▸ Instructions to follow: All of the data below should be repeated exactly. Pictures should not be included.

▸ Entries provided:
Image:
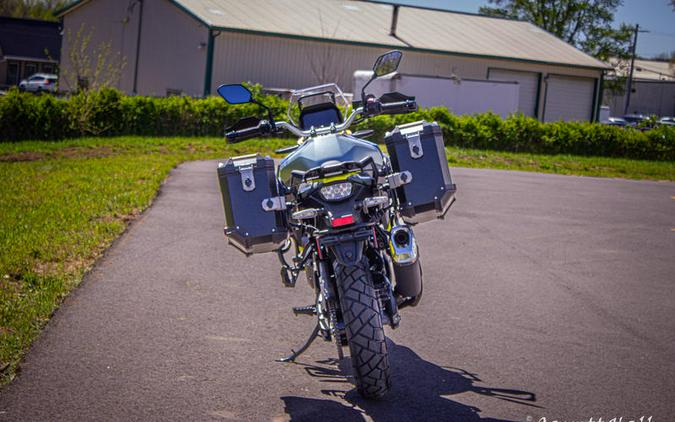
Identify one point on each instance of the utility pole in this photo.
(629, 83)
(138, 47)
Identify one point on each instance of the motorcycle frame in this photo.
(347, 246)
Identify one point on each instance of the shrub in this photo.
(110, 113)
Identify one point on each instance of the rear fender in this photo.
(348, 254)
(347, 248)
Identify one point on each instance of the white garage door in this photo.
(569, 98)
(528, 83)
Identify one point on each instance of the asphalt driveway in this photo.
(545, 296)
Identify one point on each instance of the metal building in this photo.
(653, 90)
(192, 46)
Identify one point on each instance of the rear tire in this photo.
(365, 332)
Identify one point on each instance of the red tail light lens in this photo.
(343, 221)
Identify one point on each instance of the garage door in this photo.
(528, 83)
(569, 98)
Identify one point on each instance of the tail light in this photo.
(345, 220)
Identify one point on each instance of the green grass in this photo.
(63, 203)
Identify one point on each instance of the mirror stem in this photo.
(363, 90)
(270, 117)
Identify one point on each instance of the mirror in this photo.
(235, 94)
(387, 63)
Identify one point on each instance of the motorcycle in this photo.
(343, 210)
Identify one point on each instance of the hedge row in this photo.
(110, 113)
(519, 133)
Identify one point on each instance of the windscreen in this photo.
(320, 118)
(313, 95)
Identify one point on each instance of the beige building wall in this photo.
(174, 46)
(290, 63)
(172, 50)
(649, 97)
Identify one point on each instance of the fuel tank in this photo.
(322, 149)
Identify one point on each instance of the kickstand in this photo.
(301, 350)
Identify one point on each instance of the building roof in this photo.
(30, 39)
(650, 70)
(366, 23)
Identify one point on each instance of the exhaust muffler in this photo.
(407, 269)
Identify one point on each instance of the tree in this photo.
(586, 24)
(90, 66)
(36, 9)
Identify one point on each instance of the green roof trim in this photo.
(398, 47)
(210, 26)
(68, 7)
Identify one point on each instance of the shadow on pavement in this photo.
(418, 393)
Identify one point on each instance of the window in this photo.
(29, 69)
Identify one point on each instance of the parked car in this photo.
(635, 119)
(668, 121)
(39, 82)
(616, 121)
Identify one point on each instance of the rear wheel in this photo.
(365, 332)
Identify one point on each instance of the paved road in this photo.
(547, 296)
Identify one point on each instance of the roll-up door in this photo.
(569, 98)
(528, 83)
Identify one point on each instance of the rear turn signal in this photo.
(343, 221)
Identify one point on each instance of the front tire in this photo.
(365, 333)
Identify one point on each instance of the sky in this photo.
(656, 16)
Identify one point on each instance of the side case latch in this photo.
(247, 178)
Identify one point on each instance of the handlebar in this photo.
(399, 107)
(265, 127)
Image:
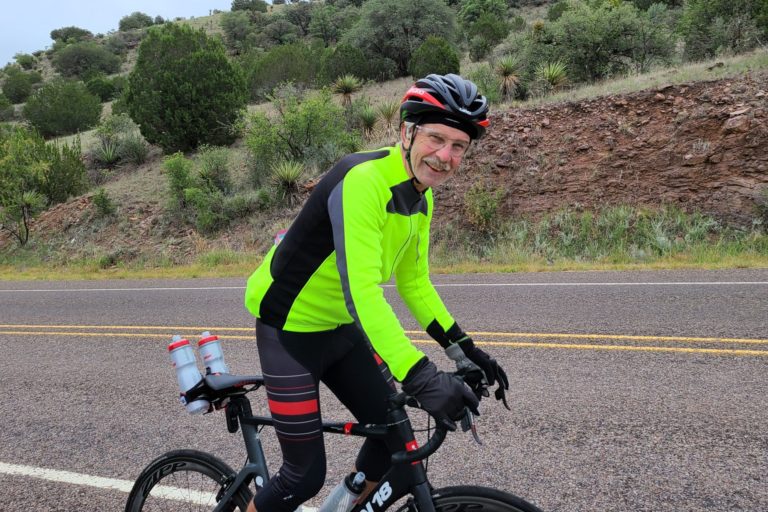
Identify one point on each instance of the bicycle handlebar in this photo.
(218, 388)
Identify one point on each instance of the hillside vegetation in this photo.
(578, 169)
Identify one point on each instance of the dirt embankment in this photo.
(701, 146)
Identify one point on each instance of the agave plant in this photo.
(553, 73)
(508, 69)
(347, 85)
(388, 112)
(285, 176)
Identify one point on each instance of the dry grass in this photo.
(706, 70)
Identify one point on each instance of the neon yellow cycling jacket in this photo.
(363, 223)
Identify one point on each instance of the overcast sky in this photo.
(25, 26)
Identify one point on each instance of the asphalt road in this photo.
(643, 391)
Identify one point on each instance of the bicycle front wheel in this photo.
(476, 499)
(187, 480)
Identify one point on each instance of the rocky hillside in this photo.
(701, 146)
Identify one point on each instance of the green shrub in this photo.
(600, 40)
(481, 204)
(207, 208)
(62, 107)
(380, 33)
(65, 175)
(213, 163)
(82, 59)
(105, 206)
(249, 5)
(472, 10)
(490, 27)
(6, 109)
(237, 29)
(17, 86)
(555, 10)
(179, 172)
(308, 129)
(121, 136)
(101, 86)
(25, 60)
(133, 149)
(297, 63)
(487, 81)
(710, 27)
(22, 154)
(71, 34)
(435, 55)
(183, 91)
(241, 205)
(134, 21)
(342, 60)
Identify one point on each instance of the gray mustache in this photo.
(437, 164)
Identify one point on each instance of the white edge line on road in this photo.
(69, 477)
(444, 285)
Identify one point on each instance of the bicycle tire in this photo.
(474, 498)
(188, 480)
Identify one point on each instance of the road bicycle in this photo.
(195, 480)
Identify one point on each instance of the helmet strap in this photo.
(414, 179)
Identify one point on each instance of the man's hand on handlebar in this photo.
(443, 395)
(490, 367)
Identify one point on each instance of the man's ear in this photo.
(405, 134)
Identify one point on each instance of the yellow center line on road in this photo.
(516, 335)
(513, 344)
(623, 337)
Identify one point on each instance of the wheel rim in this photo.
(181, 486)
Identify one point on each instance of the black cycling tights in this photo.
(293, 364)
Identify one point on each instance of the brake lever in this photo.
(468, 423)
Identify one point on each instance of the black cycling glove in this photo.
(442, 395)
(493, 372)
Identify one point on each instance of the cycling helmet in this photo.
(446, 99)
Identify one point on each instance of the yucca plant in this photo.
(107, 152)
(388, 113)
(367, 118)
(345, 86)
(285, 176)
(508, 69)
(553, 73)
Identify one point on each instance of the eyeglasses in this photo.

▸ Expected output:
Image:
Identify one point on each instance of the utility pole in this photo.
(629, 83)
(138, 47)
Identify one point on each instance of the motorcycle frame in this photo.
(347, 246)
Identify one point on each instance of the shrub in this photo.
(110, 113)
Identify one point on each instance of the rear fender in this photo.
(348, 254)
(347, 248)
Identify one point on each instance of the white garage door in this photo.
(569, 98)
(528, 83)
Identify one point on each instance of the asphalt driveway in this photo.
(545, 296)
Identify one point on each instance of the metal building in this photo.
(653, 90)
(192, 46)
Identify one point on each instance of the rear tire in this photo.
(365, 332)
Identify one point on each instance of the red tail light lens in this photo.
(343, 221)
Identify one point on each instance of the garage door in this photo.
(528, 83)
(569, 98)
Identify one point on each instance of the tail light in this photo.
(345, 220)
Identify one point on each instance of the green grass in this photo.
(63, 203)
Identify one point on each instance of the mirror stem in this photo.
(363, 90)
(270, 117)
Identify one point on each instance of the mirror in this photo.
(235, 94)
(387, 63)
Identify one point on each instance of the motorcycle in this photo.
(343, 210)
Identify one point on each instance of the hedge row in this photo.
(110, 113)
(519, 133)
Identify one point on each instance of the windscreen in this photo.
(320, 118)
(313, 95)
Identify one point on each instance of the beige building wall in this photo.
(174, 46)
(290, 63)
(172, 50)
(649, 97)
Identify one point on each instance of the fuel tank in this photo.
(322, 149)
Identify one point on each instance of the kickstand in this photo.
(301, 350)
Identify one point on each instance of the building roof in this photo.
(30, 39)
(650, 70)
(366, 23)
Identify one point on each instance of the exhaust muffler in this photo.
(407, 269)
Identify one point on each instance of the tree in this photo.
(586, 24)
(90, 66)
(36, 9)
Identify one point on each instance of the green roof trim in this photo.
(398, 47)
(210, 26)
(68, 7)
Identify one point on each instance of the shadow on pavement in this photo.
(418, 393)
Identify one point on each instance of the window in this photo.
(29, 69)
Identify one point on each instance of the parked car in this photo.
(635, 119)
(668, 121)
(39, 82)
(616, 121)
Identify one point on each instance of the rear wheel in this photo.
(365, 332)
Identify one point on each instance of the paved road in this photo.
(547, 296)
Identify one point on each instance of the roll-up door in this photo.
(569, 98)
(528, 83)
Identify one point on each instance of the rear turn signal in this photo.
(343, 221)
Identify one point on each instance of the front tire in this photo.
(365, 333)
Identify one point on each instance of the sky in this photo.
(656, 16)
Identify one point on each instance of the side case latch in this photo.
(247, 178)
Identify one point on each instance of the handlebar in this photo.
(399, 107)
(265, 127)
Image:
Identify one point on each instance of the bicycle handlebar in this photo.
(218, 388)
Identify one point on each instance of the hillside vegetation in this photo.
(578, 169)
Identify one point on each instance of the dirt embankment in this photo.
(701, 146)
Identify one point on each instance of the agave plant in this photo.
(553, 73)
(508, 69)
(347, 85)
(388, 112)
(285, 176)
Identify one point on each instance of the dry grass in this photo.
(706, 70)
Identify one point on each instance of the neon yellow cycling jacket in this photo.
(363, 223)
Identify one point on each instance of the overcast sky in this photo.
(25, 26)
Identify one point on each instance of the asphalt road in this photo.
(643, 391)
Identify one point on each instance of the bicycle front wheel in this photo.
(476, 499)
(187, 480)
Identify one point on each instance of the rocky hillside in this photo.
(701, 146)
Identify one point on each instance of the green shrub in this photo.
(600, 40)
(481, 204)
(207, 208)
(62, 107)
(380, 33)
(65, 175)
(213, 163)
(82, 59)
(105, 206)
(249, 5)
(472, 10)
(490, 27)
(6, 109)
(237, 29)
(17, 86)
(555, 10)
(179, 172)
(308, 129)
(121, 136)
(101, 86)
(25, 60)
(133, 149)
(297, 63)
(487, 81)
(710, 27)
(22, 154)
(71, 34)
(435, 55)
(183, 91)
(241, 205)
(134, 21)
(342, 60)
Identify one point on each instance of the gray mustache in this photo.
(437, 164)
Identify one point on each instance of the white edge line on road in this photo.
(69, 477)
(444, 285)
Identify one point on each instance of the bicycle tire in this photo.
(474, 498)
(188, 480)
Identify one point on each instance of the road bicycle in this photo.
(195, 480)
Identify one point on each instance of the helmet strap in this photo.
(414, 179)
Identify one point on each instance of the man's hand on handlebar in this photo.
(443, 395)
(490, 367)
Identify one point on each instance of the man's ear in this photo.
(405, 134)
Identify one point on each instance of the yellow center line on road in this photo.
(516, 335)
(513, 344)
(623, 337)
Identify one point on each instance of the wheel rim in this photo.
(181, 486)
Identify one point on each instance of the black cycling tights in this photo.
(293, 364)
Identify one point on each instance of the brake lever in this photo.
(468, 423)
Identify one point on each instance of the black cycling glove in this photo.
(442, 395)
(493, 372)
Identify one point on each instance of the cycling helmet in this photo.
(446, 99)
Identify one point on each instance of the yucca plant in this photo.
(107, 152)
(388, 113)
(367, 118)
(345, 86)
(285, 176)
(508, 69)
(553, 73)
Identify one point on each instance of the eyeglasses in this photo.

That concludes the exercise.